◆ **Görevler**
**1.** Metin bloğuna göre aşağıdaki soruları yanıtla:
(a) Nuh'la birlikte büyük sıkıntıdan başka kim kurtarıldı?
(b) Ayetleri yalanlayan millet nasıl bir millet olarak nitelendiriliyor ve onlara ne yapıldı?
(c) Davud ve Süleyman hangi konuda hüküm veriyordu?
**2.** Girdilerin başından "[129,96,134,113]" içeren satıra kadar (iki uç da dahil) uzanan kısmı, her satır bir dizgi olacak şekilde JSON listesi olarak yeniden yaz. Boş satırları ve resimleri dışarıda bırak.

◆ **Metin Bloğu**
Nuh da daha önceleri Bize yalvarmıştı, onun duasını kabul edip, kendisini ve ailesini büyük sıkıntıdan kurtardık.
Çeviri Yazı
venûḥan iẕ nâdâ min ḳablü festecebnâ lehû fenecceynâhü veehlehû mine-lkerbi-l`ażîm.
وَنَصَرْنَـٰهُ مِنَ ٱلْقَوْمِ ٱلَّذِينَ كَذَّبُوا۟ بِـَٔايَـٰتِنَآ ۚ إِنَّهُمْ كَانُوا۟ قَوْمَ سَوْءٍ فَأَغْرَقْنَـٰهُمْ أَجْمَعِينَ
Ayetlerimizi yalanlayan millete karşı ona yardım ettik. Doğrusu onlar fena bir milletti, hepsini suda boğduk.
Çeviri Yazı
veneṣarnâhü mine-lḳavmi-lleẕîne keẕẕebû biâyâtinâ. innehüm kânû ḳavme sev'in feagraḳnâhüm ecme`în.
وَدَاوُۥدَ وَسُلَيْمَـٰنَ إِذْ يَحْكُمَانِ فِى ٱلْحَرْثِ إِذْ نَفَشَتْ فِيهِ غَنَمُ ٱلْقَوْمِ وَكُنَّا لِحُكْمِهِمْ شَـٰهِدِينَ
Davud ve Süleyman da milletin koyunlarının yayıldığı bir ekin hakkında hüküm veriyorlarken, Biz onların hükmüne şahiddik.

◆ **Satırlar**
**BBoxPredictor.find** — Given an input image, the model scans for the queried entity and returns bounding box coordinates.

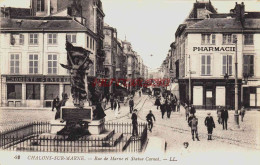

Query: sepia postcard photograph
[0,0,260,165]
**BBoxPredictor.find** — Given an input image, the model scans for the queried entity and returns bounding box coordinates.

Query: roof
[0,18,88,31]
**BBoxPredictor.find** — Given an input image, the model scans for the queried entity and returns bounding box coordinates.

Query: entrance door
[216,86,226,106]
[206,90,213,109]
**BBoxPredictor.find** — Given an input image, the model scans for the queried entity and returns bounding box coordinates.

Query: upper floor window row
[201,34,254,45]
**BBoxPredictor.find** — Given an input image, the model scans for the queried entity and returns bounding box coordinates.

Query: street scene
[0,0,260,164]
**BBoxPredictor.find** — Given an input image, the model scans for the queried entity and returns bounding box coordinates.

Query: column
[40,83,44,107]
[59,83,64,100]
[22,82,26,106]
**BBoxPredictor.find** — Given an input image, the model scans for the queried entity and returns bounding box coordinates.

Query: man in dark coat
[189,115,200,141]
[160,104,166,119]
[204,113,215,140]
[110,93,114,110]
[221,108,228,130]
[131,109,138,136]
[190,104,196,116]
[146,110,155,132]
[129,97,134,113]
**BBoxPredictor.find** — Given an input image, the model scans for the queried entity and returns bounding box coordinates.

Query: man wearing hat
[131,109,138,136]
[204,113,215,140]
[129,96,134,113]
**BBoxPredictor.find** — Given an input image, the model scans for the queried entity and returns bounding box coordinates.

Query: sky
[0,0,260,69]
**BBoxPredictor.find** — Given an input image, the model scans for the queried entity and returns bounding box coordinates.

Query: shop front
[1,75,70,107]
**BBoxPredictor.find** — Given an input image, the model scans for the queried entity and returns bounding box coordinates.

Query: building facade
[171,2,260,109]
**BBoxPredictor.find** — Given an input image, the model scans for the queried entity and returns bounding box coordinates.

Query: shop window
[201,34,216,44]
[10,54,20,74]
[7,84,22,99]
[48,33,58,44]
[222,55,232,75]
[201,55,211,75]
[26,84,40,100]
[29,33,39,45]
[29,54,39,74]
[243,55,254,76]
[244,34,254,45]
[66,34,77,43]
[44,84,60,100]
[48,54,58,74]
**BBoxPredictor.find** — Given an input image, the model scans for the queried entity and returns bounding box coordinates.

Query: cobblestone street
[0,95,260,153]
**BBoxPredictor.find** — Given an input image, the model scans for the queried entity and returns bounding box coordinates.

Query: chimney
[47,0,51,16]
[234,2,245,25]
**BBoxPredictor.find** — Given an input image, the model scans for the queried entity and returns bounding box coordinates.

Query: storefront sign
[6,76,70,82]
[193,46,236,52]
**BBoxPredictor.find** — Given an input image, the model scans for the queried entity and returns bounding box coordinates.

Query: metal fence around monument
[0,122,147,153]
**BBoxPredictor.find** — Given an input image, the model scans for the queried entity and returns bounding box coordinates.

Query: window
[37,0,44,11]
[243,55,254,76]
[244,34,254,45]
[201,34,216,44]
[10,54,20,74]
[44,84,60,100]
[10,34,24,45]
[223,34,237,44]
[87,36,89,48]
[90,38,92,49]
[7,84,22,99]
[222,55,232,75]
[29,33,38,45]
[48,33,57,44]
[201,55,211,75]
[67,34,77,43]
[29,54,39,74]
[26,84,40,100]
[48,54,57,74]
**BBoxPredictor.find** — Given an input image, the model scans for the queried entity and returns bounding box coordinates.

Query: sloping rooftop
[0,18,88,31]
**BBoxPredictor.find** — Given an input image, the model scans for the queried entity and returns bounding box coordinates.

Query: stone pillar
[22,82,26,106]
[40,83,44,107]
[59,83,64,100]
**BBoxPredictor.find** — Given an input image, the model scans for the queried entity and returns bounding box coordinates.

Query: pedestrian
[165,99,172,118]
[129,97,134,113]
[176,100,181,112]
[240,106,246,122]
[114,98,120,117]
[190,104,196,116]
[146,110,155,132]
[110,93,114,110]
[204,113,215,140]
[189,115,200,141]
[217,106,222,124]
[131,109,138,136]
[160,104,166,119]
[155,96,161,109]
[184,103,190,120]
[52,96,60,111]
[221,107,228,130]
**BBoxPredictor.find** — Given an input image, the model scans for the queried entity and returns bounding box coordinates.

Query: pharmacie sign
[193,46,236,52]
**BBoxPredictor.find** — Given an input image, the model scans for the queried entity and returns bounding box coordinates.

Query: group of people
[155,94,180,119]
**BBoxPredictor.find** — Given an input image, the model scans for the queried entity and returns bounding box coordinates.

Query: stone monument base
[88,118,105,135]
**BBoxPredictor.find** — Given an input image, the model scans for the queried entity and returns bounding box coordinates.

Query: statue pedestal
[50,120,66,135]
[88,118,105,135]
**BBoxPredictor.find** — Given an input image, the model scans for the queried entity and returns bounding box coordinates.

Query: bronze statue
[61,41,93,108]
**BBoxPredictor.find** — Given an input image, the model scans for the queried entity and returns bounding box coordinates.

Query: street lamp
[234,38,239,128]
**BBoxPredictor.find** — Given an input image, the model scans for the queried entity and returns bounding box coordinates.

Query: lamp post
[234,38,239,128]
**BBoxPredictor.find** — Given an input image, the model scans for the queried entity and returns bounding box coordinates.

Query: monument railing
[0,122,147,153]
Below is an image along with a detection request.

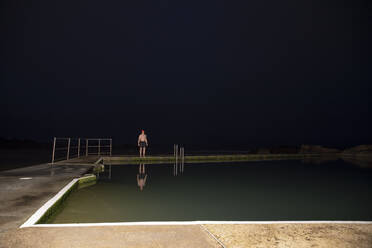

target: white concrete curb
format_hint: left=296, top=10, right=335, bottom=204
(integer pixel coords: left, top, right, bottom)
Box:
left=20, top=175, right=96, bottom=228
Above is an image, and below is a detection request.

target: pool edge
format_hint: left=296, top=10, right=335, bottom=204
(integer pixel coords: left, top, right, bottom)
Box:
left=19, top=175, right=96, bottom=228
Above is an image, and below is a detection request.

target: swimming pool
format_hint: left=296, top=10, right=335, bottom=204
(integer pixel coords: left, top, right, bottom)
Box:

◆ **Görev Sonuçları**
**1.**
(a) Nuh'un ailesi.
(b) Fena bir millet olarak nitelendiriliyor ve hepsi suda boğuldu.
(c) Milletin koyunlarının yayıldığı bir ekin hakkında.

**2.**
[
  "**BBoxPredictor.find** — Given an input image, the model scans for the queried entity and returns bounding box coordinates.",
  "Query: sepia postcard photograph",
  "[0,0,260,165]",
  "**BBoxPredictor.find** — Given an input image, the model scans for the queried entity and returns bounding box coordinates.",
  "Query: roof",
  "[0,18,88,31]",
  "**BBoxPredictor.find** — Given an input image, the model scans for the queried entity and returns bounding box coordinates.",
  "Query: entrance door",
  "[216,86,226,106]",
  "[206,90,213,109]",
  "**BBoxPredictor.find** — Given an input image, the model scans for the queried entity and returns bounding box coordinates.",
  "Query: upper floor window row",
  "[201,34,254,45]",
  "**BBoxPredictor.find** — Given an input image, the model scans for the queried entity and returns bounding box coordinates.",
  "Query: street scene",
  "[0,0,260,164]",
  "**BBoxPredictor.find** — Given an input image, the model scans for the queried entity and returns bounding box coordinates.",
  "Query: column",
  "[40,83,44,107]",
  "[59,83,64,100]",
  "[22,82,26,106]",
  "**BBoxPredictor.find** — Given an input image, the model scans for the queried entity and returns bounding box coordinates.",
  "Query: man in dark coat",
  "[189,115,200,141]",
  "[160,104,166,119]",
  "[204,113,215,140]",
  "[110,93,114,110]",
  "[221,108,228,130]",
  "[131,109,138,136]",
  "[190,104,196,116]",
  "[146,110,155,132]",
  "[129,97,134,113]",
  "**BBoxPredictor.find** — Given an input image, the model scans for the queried entity and returns bounding box coordinates.",
  "Query: man wearing hat",
  "[131,109,138,136]",
  "[204,113,215,140]",
  "[129,96,134,113]"
]